Point-per-instance localization data:
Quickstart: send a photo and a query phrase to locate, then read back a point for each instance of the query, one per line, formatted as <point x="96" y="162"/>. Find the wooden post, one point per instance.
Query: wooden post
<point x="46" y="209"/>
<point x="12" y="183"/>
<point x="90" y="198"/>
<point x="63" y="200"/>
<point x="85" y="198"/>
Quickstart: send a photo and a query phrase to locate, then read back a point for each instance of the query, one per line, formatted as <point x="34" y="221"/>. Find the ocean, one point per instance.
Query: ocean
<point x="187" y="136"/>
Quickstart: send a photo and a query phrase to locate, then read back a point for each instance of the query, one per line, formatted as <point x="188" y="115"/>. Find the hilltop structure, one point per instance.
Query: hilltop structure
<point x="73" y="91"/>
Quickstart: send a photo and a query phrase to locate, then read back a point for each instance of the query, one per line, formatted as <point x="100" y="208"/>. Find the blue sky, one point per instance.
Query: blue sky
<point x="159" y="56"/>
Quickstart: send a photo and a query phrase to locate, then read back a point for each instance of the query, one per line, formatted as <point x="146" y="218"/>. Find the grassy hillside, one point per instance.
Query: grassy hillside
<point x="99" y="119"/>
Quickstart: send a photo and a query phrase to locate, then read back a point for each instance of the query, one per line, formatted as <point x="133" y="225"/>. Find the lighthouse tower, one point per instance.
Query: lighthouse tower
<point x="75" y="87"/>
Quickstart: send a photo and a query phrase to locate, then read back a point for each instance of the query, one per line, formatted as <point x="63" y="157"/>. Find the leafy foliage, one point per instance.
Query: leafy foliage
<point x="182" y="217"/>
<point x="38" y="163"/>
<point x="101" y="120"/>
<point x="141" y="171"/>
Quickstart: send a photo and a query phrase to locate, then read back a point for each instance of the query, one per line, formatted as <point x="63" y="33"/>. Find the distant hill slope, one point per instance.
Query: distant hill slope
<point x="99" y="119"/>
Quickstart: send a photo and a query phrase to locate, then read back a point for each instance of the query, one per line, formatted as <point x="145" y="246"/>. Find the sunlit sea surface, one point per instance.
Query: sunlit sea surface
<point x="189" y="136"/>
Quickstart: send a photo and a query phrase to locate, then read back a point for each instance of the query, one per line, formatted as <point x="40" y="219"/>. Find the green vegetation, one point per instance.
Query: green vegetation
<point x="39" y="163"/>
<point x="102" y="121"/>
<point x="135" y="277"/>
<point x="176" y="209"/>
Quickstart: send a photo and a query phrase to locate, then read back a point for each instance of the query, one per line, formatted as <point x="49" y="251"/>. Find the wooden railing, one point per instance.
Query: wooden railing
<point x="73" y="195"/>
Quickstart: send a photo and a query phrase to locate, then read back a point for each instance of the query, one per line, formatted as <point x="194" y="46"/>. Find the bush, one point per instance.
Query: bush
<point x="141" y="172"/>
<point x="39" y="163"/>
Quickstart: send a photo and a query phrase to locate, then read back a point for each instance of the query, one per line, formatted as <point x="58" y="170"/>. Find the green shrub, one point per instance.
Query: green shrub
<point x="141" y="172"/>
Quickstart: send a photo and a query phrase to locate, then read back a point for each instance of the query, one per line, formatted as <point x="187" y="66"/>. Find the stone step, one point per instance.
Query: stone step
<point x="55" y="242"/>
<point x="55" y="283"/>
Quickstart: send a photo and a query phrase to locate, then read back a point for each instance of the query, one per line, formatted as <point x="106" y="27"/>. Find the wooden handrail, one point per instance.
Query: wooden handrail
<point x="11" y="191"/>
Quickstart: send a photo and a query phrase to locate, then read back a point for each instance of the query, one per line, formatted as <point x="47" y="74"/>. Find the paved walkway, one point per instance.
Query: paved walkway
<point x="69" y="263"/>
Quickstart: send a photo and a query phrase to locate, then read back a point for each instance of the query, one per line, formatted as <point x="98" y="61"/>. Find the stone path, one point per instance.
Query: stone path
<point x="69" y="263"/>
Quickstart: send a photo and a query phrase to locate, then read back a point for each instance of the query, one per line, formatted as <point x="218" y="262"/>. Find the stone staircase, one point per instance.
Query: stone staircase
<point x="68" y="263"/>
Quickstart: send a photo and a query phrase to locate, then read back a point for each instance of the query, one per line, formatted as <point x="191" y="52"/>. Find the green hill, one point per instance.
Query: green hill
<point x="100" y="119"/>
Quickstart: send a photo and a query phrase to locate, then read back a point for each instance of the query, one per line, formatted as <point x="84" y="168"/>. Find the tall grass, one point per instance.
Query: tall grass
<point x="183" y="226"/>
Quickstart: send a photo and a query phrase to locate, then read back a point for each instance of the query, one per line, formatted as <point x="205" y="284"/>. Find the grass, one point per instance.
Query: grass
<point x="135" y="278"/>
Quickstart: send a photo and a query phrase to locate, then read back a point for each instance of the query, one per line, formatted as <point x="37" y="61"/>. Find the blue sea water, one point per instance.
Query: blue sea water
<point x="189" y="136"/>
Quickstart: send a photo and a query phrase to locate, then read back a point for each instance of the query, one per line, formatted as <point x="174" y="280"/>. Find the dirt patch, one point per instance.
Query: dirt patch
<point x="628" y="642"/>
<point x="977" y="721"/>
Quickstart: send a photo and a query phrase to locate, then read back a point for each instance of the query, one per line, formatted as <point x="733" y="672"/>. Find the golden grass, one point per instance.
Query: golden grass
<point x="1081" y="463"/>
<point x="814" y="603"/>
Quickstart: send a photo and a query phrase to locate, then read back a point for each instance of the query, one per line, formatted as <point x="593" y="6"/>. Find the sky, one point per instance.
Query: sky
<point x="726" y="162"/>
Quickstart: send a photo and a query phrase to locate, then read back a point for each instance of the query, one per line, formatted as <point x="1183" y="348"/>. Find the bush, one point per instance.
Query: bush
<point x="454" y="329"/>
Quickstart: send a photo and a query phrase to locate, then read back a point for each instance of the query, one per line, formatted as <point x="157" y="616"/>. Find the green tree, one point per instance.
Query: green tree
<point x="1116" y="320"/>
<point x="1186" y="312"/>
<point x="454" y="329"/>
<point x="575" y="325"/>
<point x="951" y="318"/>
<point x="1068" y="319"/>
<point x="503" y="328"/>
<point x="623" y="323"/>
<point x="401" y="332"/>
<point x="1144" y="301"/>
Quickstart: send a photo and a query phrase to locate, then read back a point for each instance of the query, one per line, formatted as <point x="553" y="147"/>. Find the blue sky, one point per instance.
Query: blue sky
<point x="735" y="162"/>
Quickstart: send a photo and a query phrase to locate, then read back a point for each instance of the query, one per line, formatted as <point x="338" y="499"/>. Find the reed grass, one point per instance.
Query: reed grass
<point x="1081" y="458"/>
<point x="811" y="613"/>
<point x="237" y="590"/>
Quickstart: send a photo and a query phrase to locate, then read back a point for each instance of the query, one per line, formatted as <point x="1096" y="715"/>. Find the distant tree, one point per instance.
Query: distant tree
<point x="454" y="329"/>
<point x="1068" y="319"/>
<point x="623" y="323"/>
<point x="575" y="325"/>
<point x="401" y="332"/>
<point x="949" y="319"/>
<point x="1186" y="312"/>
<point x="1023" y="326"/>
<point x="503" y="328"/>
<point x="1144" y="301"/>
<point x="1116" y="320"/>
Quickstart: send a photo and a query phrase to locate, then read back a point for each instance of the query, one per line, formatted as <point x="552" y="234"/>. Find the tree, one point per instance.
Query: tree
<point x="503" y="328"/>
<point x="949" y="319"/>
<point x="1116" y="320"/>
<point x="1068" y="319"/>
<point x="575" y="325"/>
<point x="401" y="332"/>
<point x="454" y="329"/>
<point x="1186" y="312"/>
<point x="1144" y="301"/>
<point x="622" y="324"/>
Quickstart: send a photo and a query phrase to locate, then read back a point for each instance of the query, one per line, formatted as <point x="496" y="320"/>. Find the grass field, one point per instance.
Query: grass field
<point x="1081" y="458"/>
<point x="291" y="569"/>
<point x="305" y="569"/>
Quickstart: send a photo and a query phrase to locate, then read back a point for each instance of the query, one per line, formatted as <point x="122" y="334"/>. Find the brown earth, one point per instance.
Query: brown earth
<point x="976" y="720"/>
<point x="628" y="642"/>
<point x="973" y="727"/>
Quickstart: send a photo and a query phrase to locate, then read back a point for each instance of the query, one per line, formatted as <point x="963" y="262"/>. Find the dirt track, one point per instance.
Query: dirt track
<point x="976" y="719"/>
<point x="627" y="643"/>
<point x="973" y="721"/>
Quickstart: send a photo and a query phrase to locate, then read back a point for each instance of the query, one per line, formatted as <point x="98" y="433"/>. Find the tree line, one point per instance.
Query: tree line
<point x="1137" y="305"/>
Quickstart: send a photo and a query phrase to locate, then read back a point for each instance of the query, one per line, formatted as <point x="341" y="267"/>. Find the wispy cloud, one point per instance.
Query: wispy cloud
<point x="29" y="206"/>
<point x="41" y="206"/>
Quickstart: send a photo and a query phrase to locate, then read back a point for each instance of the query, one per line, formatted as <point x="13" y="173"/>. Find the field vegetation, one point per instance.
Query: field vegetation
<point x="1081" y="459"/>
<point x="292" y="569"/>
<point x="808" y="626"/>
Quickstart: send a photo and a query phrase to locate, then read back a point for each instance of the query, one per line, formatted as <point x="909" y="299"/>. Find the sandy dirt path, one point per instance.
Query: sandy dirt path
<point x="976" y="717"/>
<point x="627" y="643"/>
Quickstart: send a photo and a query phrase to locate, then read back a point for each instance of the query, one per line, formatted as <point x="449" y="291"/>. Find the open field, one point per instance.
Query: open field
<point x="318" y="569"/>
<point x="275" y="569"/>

* **What you need to do**:
All lines from the start of the entries through the line where "hillside, one point per instance." sits should be duplicated exactly, with nothing else in the output.

* **Exercise result**:
Quickstart: send a photo and a query phrase to locate, then read back a point for each instance of the query, one per line, formatted as <point x="96" y="162"/>. Find the wooden post, one point per instance.
Query: wooden post
<point x="46" y="209"/>
<point x="12" y="183"/>
<point x="90" y="198"/>
<point x="63" y="200"/>
<point x="85" y="198"/>
Quickstart: send a photo and a query phrase to locate, then read back a point for each instance of the query, one per line, formatted as <point x="34" y="221"/>. Find the ocean, one point per instance.
Query: ocean
<point x="187" y="136"/>
Quickstart: send a photo and a query phrase to locate, then read back a point for each instance of the query, one per line, formatted as <point x="188" y="115"/>. Find the hilltop structure, one point per instance.
Query: hilltop structure
<point x="73" y="91"/>
Quickstart: send a photo and a query phrase to locate, then read back a point for each instance of the query, one per line, formatted as <point x="100" y="208"/>. Find the blue sky, one point per instance.
Query: blue sky
<point x="159" y="56"/>
Quickstart: send a photo and a query phrase to locate, then read back a point for each instance of the query, one per line, formatted as <point x="146" y="218"/>. Find the grassy hillside, one point per instance.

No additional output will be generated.